Exercise: The text below, about Mahlke and Günter Grass, names the forces that sap Mahlke's faith and channel his power toward destructive ends. List each of them.

Growing up audience-conscious, Mahlke originally wants to be a clown so that he can make people laugh and help them be happy, but the Catholic Church, the German state through its heroes and schools, and the war sap his faith and channel his power toward destructive ends. Eventually, he who had been called the Redeemer by a classmate caricaturist is refused recognition for his military exploits by the school that had taught him that heroes are made by slaughter in the name of the state, and he is led to betray his initial religious and humanistic impulses by the pressure of social and political circumstances. Frustrated in his aspiration to reveal the truth to schoolchildren, he is left with nothing in which to believe, with no honorable task to perform. His disappearance into the minesweeper comes as a final gesture of knowledge and repudiation, perhaps an awareness of his inability to hide his Adam’s apple, certainly a recognition of the inability of his society to harbor his spiritual talents and aspirations or to acknowledge their source. His is the hero’s dilemma: He is the victim of the contradictions between his inordinate desire to serve and the refusal of the common order to tolerate him and his idol.

The disappearance and absence of the heroic are what ails Germany in Günter Grass’s diagnosis. It is not, however, the loss of the traditional heroes that he laments. What Grass resuscitates is the Christian-chivalric vision in which masculine power is bound in service to feminine tenderness, in which nature is tamed and saved from its inherent evil through devotion to purifying spiritual values, and in which the magnetism of love replaces domination by tyrannical force.

Information given:
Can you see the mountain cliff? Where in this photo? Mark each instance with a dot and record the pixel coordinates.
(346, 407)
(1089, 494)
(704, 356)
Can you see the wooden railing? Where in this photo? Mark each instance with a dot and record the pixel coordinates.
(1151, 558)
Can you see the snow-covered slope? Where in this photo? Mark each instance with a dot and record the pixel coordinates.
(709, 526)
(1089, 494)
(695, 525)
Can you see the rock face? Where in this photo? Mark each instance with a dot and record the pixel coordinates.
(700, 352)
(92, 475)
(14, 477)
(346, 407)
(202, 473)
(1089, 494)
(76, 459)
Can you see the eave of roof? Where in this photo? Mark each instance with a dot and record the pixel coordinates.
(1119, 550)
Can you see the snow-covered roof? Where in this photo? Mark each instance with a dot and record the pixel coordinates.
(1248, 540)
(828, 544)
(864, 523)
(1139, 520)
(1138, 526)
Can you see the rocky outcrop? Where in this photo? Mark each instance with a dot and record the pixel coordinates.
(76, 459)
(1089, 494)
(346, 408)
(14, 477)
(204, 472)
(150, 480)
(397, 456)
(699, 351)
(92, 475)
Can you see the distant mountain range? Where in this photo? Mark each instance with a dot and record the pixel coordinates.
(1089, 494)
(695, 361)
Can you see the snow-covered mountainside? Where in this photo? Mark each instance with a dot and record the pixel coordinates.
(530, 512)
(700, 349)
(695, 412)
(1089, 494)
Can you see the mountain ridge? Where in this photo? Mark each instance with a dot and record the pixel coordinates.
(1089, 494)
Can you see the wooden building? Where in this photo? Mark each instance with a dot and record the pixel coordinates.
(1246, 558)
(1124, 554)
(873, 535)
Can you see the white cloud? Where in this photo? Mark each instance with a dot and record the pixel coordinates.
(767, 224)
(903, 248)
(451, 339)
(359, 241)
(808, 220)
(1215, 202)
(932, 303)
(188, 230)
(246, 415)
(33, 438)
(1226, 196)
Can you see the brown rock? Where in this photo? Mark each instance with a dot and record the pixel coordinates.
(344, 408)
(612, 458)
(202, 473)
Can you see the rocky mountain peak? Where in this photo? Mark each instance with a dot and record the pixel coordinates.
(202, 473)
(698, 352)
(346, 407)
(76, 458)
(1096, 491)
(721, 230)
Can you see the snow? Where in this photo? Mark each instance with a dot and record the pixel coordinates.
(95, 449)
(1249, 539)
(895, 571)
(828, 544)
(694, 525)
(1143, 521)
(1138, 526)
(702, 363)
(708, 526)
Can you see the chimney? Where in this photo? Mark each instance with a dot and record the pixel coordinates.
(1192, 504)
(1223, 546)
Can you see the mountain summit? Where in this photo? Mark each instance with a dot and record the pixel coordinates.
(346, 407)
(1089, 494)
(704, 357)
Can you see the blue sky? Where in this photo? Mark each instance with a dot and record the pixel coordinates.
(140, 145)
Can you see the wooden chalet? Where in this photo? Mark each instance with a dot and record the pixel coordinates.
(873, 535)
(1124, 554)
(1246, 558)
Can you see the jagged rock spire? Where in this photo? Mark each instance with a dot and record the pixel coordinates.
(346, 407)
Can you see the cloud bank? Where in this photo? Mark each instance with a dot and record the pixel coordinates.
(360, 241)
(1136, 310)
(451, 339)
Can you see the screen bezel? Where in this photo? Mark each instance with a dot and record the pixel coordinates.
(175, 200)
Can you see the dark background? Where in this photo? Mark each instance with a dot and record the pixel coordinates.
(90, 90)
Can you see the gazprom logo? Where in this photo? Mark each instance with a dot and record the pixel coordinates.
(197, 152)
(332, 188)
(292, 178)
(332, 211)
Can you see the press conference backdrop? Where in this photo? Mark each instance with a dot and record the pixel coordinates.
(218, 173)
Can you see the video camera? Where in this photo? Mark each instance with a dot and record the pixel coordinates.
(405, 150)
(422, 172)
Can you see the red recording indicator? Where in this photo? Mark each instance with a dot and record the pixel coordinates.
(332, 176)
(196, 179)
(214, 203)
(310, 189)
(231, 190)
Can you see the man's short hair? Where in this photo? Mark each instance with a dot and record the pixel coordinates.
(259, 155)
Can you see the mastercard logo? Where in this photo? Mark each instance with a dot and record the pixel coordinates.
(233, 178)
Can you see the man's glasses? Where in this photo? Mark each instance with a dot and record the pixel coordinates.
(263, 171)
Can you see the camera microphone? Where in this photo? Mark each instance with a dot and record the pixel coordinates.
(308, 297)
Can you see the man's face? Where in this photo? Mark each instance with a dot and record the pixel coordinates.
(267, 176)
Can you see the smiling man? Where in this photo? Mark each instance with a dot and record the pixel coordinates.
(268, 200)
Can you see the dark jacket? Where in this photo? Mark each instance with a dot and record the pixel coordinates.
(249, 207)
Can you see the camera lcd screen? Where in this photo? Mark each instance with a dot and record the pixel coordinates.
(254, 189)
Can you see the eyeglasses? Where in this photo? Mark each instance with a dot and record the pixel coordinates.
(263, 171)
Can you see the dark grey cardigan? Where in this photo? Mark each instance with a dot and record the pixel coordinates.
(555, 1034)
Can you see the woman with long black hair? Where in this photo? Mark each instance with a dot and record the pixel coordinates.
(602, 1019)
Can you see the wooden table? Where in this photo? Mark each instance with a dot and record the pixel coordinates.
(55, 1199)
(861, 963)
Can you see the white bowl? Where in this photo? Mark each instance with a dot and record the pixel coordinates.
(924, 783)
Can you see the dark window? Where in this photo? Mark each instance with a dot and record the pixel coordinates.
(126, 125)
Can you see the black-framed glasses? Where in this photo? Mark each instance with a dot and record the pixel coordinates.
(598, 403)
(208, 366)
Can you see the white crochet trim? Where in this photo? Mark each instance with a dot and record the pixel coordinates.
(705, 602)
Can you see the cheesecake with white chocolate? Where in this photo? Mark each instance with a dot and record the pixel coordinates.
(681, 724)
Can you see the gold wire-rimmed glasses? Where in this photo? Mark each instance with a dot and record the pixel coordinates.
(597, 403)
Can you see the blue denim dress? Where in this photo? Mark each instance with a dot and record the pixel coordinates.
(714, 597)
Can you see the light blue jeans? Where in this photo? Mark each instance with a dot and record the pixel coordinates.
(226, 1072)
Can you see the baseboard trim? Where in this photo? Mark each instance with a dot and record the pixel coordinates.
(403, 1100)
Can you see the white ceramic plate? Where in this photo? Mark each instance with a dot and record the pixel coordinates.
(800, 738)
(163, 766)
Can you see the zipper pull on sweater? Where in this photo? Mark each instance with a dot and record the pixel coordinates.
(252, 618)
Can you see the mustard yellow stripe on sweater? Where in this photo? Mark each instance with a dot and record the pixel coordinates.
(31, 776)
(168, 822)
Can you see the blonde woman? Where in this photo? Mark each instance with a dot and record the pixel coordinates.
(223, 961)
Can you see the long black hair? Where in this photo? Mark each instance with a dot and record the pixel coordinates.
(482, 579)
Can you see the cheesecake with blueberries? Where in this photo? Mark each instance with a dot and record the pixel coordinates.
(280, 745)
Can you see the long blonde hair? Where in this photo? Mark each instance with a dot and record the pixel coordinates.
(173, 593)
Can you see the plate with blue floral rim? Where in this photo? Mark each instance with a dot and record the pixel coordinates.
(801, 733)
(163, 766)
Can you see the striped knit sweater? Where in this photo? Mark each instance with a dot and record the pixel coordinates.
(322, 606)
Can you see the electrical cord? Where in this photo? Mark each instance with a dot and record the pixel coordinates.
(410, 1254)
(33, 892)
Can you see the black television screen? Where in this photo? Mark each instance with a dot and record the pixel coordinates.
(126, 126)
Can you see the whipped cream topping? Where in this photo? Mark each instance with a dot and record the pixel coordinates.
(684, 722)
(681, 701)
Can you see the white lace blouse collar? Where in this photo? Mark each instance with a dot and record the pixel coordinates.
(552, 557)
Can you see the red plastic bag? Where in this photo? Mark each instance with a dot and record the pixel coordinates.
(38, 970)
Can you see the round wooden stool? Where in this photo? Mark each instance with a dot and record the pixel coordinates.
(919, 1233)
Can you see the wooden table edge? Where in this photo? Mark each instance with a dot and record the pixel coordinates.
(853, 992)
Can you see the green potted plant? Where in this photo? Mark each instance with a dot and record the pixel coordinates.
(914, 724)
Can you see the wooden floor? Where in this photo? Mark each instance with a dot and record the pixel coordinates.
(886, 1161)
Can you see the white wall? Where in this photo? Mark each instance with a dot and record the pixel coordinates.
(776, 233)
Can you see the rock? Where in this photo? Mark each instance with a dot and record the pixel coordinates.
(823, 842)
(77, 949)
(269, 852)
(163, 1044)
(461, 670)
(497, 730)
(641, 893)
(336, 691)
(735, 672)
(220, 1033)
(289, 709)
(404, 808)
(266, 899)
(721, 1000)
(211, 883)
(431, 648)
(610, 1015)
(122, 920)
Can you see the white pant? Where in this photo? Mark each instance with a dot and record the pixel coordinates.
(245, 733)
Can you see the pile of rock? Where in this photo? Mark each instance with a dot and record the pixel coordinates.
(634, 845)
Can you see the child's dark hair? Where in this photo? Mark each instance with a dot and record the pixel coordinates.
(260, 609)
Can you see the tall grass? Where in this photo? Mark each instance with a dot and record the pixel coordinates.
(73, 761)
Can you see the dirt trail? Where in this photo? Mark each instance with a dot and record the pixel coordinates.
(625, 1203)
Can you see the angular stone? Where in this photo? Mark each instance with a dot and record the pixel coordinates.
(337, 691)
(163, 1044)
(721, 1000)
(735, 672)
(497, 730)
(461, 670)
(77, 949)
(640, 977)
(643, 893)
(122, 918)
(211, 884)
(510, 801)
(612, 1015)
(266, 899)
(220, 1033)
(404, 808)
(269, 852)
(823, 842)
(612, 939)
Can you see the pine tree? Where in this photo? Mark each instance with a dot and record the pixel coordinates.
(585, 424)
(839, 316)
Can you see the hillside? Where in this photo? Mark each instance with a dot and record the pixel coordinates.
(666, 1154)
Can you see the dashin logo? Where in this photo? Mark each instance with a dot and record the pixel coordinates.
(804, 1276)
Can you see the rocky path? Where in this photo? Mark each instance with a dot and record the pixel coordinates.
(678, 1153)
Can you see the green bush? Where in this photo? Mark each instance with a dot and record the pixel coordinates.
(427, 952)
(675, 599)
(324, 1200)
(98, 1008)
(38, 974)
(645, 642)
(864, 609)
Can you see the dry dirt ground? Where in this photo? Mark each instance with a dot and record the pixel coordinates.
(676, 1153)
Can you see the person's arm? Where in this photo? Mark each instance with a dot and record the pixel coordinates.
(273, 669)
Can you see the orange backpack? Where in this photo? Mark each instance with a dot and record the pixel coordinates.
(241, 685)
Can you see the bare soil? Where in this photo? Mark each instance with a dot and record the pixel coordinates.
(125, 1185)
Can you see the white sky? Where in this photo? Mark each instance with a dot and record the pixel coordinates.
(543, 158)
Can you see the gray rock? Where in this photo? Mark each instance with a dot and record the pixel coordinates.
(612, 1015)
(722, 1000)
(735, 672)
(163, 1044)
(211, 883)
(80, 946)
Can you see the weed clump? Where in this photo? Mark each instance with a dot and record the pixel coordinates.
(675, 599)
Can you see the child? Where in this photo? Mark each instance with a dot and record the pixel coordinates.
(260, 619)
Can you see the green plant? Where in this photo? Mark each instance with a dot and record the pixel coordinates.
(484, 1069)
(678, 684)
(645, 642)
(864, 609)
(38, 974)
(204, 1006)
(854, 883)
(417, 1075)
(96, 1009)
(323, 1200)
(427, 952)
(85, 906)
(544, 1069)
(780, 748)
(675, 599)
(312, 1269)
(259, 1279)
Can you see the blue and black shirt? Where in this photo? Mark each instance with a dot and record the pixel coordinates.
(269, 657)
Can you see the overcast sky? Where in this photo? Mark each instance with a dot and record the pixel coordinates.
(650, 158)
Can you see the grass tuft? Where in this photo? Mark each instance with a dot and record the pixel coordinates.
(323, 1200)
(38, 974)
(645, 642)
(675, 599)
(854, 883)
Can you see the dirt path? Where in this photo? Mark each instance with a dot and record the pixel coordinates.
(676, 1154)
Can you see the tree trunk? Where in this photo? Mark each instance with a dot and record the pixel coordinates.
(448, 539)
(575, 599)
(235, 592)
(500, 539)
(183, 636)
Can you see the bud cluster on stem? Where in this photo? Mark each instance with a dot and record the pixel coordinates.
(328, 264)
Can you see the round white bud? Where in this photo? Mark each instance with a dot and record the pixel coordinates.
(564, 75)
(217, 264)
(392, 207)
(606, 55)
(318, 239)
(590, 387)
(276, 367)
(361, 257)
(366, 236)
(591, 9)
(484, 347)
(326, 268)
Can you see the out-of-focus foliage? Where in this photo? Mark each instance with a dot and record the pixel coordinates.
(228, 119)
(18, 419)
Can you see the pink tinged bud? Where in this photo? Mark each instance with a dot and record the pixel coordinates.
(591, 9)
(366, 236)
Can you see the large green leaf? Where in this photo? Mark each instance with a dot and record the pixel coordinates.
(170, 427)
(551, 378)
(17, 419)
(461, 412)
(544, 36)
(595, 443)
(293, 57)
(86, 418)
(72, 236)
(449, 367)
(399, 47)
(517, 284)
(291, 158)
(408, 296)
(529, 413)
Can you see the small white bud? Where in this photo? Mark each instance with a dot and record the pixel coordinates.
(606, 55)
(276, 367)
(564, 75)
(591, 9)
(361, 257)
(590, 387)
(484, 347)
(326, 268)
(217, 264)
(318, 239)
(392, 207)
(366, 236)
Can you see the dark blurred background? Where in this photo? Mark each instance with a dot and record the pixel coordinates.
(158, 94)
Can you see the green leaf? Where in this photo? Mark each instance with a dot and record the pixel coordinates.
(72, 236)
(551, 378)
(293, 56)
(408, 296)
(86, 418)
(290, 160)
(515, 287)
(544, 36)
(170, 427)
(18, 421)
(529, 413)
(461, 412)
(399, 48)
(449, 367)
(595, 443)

Answer section:
- the Catholic Church
- the German state through its heroes and schools
- the war